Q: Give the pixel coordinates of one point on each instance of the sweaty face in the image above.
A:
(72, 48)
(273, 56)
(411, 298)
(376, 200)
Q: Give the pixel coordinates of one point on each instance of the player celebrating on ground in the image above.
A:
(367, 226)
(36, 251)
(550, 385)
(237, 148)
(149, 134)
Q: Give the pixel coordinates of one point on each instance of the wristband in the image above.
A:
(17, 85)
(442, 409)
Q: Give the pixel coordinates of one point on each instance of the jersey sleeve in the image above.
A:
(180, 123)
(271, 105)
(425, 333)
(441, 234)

========================================

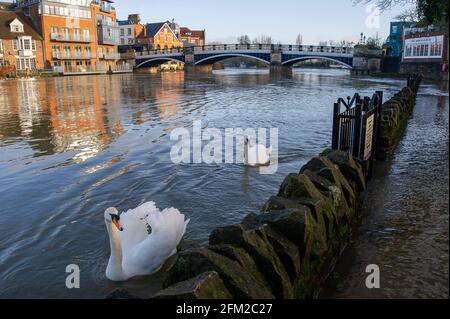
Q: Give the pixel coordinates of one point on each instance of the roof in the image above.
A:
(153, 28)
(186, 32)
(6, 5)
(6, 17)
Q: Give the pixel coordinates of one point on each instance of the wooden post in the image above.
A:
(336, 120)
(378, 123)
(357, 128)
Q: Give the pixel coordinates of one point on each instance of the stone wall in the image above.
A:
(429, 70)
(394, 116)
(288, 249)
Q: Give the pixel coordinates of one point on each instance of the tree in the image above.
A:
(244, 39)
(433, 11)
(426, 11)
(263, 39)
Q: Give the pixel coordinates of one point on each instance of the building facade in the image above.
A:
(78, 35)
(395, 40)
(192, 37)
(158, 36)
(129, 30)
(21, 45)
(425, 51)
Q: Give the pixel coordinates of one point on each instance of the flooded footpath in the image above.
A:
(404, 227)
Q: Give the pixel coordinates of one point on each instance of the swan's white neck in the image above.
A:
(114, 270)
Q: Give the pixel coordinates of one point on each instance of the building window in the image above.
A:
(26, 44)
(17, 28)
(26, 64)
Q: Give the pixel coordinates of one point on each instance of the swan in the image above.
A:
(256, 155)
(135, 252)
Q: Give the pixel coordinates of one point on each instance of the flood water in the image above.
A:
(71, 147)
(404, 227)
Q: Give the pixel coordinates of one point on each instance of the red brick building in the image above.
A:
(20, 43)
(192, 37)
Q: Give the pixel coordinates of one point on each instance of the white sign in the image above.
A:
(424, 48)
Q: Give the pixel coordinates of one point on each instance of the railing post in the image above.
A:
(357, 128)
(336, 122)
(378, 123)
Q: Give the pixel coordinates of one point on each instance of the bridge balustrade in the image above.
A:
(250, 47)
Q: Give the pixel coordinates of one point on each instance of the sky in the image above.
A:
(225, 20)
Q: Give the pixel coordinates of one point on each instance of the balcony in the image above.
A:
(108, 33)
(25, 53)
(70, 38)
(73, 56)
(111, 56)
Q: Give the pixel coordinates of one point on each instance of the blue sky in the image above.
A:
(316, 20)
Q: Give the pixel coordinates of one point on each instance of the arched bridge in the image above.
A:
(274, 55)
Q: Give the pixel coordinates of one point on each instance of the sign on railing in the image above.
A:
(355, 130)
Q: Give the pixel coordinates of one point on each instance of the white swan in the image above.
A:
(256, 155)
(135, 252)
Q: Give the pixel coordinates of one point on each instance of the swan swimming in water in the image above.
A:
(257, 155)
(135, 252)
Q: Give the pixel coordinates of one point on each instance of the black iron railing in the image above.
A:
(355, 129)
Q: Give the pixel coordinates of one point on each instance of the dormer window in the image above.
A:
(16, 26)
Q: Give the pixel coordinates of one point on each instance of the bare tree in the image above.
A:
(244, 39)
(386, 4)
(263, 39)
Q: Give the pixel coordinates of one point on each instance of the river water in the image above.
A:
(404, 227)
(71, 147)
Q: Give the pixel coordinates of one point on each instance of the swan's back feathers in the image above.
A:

========================================

State the number of lines in the material above in which the string "water" appears, with no accompanying text.

TASK SOLUTION:
3